TASK INPUTS:
......

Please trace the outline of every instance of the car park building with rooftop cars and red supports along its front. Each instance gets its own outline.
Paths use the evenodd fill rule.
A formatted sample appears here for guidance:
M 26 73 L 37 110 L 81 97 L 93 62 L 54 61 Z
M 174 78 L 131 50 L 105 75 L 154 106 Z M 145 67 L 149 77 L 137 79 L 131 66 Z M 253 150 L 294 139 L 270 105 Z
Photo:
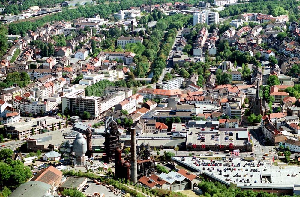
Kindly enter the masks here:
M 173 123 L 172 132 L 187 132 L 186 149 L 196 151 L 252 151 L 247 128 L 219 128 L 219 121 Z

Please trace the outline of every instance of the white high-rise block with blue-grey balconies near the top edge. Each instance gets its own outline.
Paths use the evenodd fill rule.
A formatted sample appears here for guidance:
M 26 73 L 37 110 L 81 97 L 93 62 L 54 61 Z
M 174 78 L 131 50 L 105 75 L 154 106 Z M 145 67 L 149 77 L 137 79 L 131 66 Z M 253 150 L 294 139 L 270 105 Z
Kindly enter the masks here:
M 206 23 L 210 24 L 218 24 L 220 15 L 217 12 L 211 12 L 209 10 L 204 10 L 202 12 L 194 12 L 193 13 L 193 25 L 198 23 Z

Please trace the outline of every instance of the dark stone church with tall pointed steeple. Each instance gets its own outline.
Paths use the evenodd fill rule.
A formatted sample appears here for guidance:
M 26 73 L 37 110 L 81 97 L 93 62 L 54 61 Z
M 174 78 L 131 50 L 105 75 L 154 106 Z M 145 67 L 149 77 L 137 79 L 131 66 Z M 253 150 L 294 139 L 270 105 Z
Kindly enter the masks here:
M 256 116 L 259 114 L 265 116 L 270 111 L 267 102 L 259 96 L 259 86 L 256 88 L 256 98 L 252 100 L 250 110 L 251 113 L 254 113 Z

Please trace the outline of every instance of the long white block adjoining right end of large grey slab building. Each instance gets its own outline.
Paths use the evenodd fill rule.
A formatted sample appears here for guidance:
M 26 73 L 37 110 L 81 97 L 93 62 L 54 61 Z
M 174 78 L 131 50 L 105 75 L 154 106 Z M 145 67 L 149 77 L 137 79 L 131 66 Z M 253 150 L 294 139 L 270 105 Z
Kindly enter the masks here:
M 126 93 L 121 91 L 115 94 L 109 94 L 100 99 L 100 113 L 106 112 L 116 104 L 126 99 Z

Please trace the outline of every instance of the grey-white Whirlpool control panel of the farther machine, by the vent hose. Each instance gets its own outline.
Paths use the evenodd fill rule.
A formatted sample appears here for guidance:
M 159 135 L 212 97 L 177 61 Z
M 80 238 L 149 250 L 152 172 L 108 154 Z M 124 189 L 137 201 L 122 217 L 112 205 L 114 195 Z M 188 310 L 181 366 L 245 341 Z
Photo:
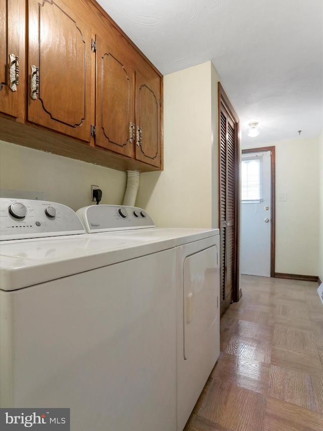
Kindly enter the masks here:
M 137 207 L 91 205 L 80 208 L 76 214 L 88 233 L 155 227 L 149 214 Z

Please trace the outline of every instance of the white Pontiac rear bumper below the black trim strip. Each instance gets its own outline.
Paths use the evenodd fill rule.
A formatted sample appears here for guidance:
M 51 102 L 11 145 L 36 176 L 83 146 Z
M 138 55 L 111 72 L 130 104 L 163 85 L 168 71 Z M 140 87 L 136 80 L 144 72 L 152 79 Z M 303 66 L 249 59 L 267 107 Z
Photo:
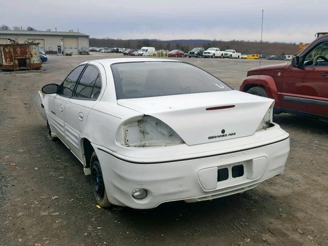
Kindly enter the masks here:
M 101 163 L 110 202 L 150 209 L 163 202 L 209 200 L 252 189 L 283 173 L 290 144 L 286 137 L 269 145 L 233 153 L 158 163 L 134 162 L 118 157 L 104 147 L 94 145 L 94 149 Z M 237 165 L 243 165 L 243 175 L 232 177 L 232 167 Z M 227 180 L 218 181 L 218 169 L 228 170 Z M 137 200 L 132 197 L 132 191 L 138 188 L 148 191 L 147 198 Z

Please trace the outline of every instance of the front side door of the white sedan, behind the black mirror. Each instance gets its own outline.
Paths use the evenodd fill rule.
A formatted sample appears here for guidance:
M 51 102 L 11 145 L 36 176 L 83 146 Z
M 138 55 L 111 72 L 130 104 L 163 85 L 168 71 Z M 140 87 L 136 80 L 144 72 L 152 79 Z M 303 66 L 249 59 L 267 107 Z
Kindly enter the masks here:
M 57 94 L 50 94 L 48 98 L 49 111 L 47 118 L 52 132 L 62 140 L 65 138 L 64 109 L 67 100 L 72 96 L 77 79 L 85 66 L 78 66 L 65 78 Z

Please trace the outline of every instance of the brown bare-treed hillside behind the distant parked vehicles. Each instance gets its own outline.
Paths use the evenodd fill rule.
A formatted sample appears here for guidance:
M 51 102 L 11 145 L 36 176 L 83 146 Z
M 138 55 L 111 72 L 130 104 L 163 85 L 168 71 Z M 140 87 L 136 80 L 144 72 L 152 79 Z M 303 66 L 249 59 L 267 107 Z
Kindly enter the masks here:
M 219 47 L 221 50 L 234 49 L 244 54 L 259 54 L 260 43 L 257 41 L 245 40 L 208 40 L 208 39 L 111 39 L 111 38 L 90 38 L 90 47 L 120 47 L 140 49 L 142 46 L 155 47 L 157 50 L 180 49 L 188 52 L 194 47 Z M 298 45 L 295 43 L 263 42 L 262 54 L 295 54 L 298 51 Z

......

WORK REQUEST: Each entry above must be duplicated precisely; none of the pictures may be included.

EXERCISE RESPONSE:
Please trace the outline of every instance of the car park building with rooftop cars and red supports along its front. Each instance gets its own outline.
Paths use the evenodd fill rule.
A formatted sample appears here for guidance:
M 26 73 L 37 110 L 81 97 L 93 62 L 54 61 Z
M 174 78 L 131 50 L 105 75 L 154 106 Z M 145 67 L 149 77 L 137 79 L 131 66 Z M 253 150 L 294 139 L 270 105 Z
Photo:
Kindly enter the masks here:
M 173 123 L 172 132 L 187 132 L 186 149 L 196 151 L 252 151 L 247 128 L 219 128 L 219 121 Z

Please trace the outline of every instance of the white high-rise block with blue-grey balconies near the top edge. Each instance gets its own outline.
Paths use the evenodd fill rule.
A formatted sample appears here for guidance:
M 26 73 L 37 110 L 81 97 L 93 62 L 54 61 Z
M 174 78 L 131 50 L 105 75 L 154 106 Z M 145 67 L 149 77 L 137 79 L 131 66 Z M 253 150 L 294 139 L 270 105 Z
Kindly enter the masks here:
M 206 23 L 210 24 L 218 24 L 220 15 L 217 12 L 211 12 L 209 10 L 204 10 L 202 12 L 194 12 L 193 13 L 193 25 L 198 23 Z

Please trace the outline of every instance of the dark stone church with tall pointed steeple. Each instance gets its own outline.
Paths use the evenodd fill rule.
A formatted sample appears here for guidance:
M 26 73 L 37 110 L 81 97 L 93 62 L 54 61 Z
M 174 78 L 131 50 L 105 75 L 154 106 Z M 145 67 L 149 77 L 137 79 L 131 66 Z M 253 150 L 294 139 L 270 105 Z
Kindly enter the masks here:
M 256 116 L 259 114 L 265 116 L 270 111 L 267 102 L 259 96 L 259 86 L 256 88 L 256 98 L 252 100 L 250 110 L 251 113 L 254 113 Z

Please trace the outline of every instance of the long white block adjoining right end of large grey slab building. Each instance gets its own outline.
Paths use the evenodd fill rule.
A formatted sample appears here for guidance:
M 26 73 L 37 110 L 81 97 L 93 62 L 54 61 Z
M 174 78 L 131 50 L 105 75 L 154 106 Z M 145 67 L 149 77 L 137 79 L 131 66 Z M 253 150 L 294 139 L 270 105 Z
Kindly enter the masks here:
M 126 93 L 121 91 L 115 94 L 109 94 L 100 99 L 100 113 L 106 112 L 116 104 L 126 99 Z

Please trace the outline of every instance of the grey-white Whirlpool control panel of the farther machine, by the vent hose. Each instance gets its own outline.
Paths use the evenodd fill rule.
A formatted sample appears here for guidance:
M 159 135 L 212 97 L 177 61 Z
M 80 238 L 149 250 L 152 172 L 108 154 Z M 124 189 L 137 201 L 122 217 L 112 205 L 114 195 Z M 188 310 L 181 366 L 245 341 Z
Photo:
Kindly enter the masks here:
M 137 207 L 91 205 L 80 208 L 76 214 L 88 233 L 155 227 L 149 214 Z

Please trace the outline of every instance of the white Pontiac rear bumper below the black trim strip. Each instance gets its own outline.
Paths use the evenodd fill rule.
A formatted sample appears here for guidance:
M 51 102 L 11 145 L 36 176 L 83 146 Z
M 138 55 L 111 72 L 130 104 L 163 85 L 168 71 Z M 140 87 L 136 80 L 144 72 L 152 79 Z M 303 66 L 249 59 L 267 107 Z
Photo:
Kindly enter the masks here:
M 101 163 L 110 202 L 150 209 L 163 202 L 209 200 L 252 189 L 283 173 L 290 144 L 286 137 L 269 145 L 233 153 L 158 163 L 134 162 L 118 157 L 104 147 L 94 145 L 94 149 Z M 237 165 L 243 165 L 243 175 L 232 177 L 232 167 Z M 227 180 L 218 181 L 218 169 L 228 170 Z M 137 200 L 132 197 L 132 191 L 138 188 L 148 191 L 147 198 Z

Please trace the outline of every instance of the front side door of the white sedan, behind the black mirror. Each instance gets its own outline.
Paths use the evenodd fill rule.
A formatted sample appears here for guidance:
M 51 102 L 11 145 L 36 176 L 83 146 Z
M 138 55 L 111 72 L 130 104 L 163 85 L 168 71 Z M 140 87 L 136 80 L 144 72 L 152 79 Z M 303 66 L 249 59 L 267 107 Z
Kindly enter the masks here:
M 57 94 L 50 94 L 48 98 L 49 111 L 47 118 L 52 132 L 62 140 L 65 138 L 64 109 L 67 100 L 72 96 L 77 79 L 85 66 L 78 66 L 65 78 Z

Please trace the outline of every instance of the brown bare-treed hillside behind the distant parked vehicles. Each instance gets its own outline.
Paths use the evenodd fill rule.
A formatted sample appears here for guidance:
M 51 102 L 11 145 L 36 176 L 83 146 Z
M 138 55 L 111 72 L 130 104 L 163 85 L 168 71 Z M 140 87 L 136 80 L 144 72 L 152 79 Z M 303 66 L 249 59 L 267 107 Z
Kindly enter the masks here:
M 219 47 L 221 50 L 234 49 L 244 54 L 259 54 L 260 43 L 257 41 L 245 40 L 208 40 L 208 39 L 111 39 L 111 38 L 90 38 L 90 47 L 120 47 L 140 49 L 142 46 L 155 47 L 157 50 L 180 49 L 188 52 L 194 47 Z M 298 45 L 295 43 L 263 42 L 262 54 L 295 54 L 298 51 Z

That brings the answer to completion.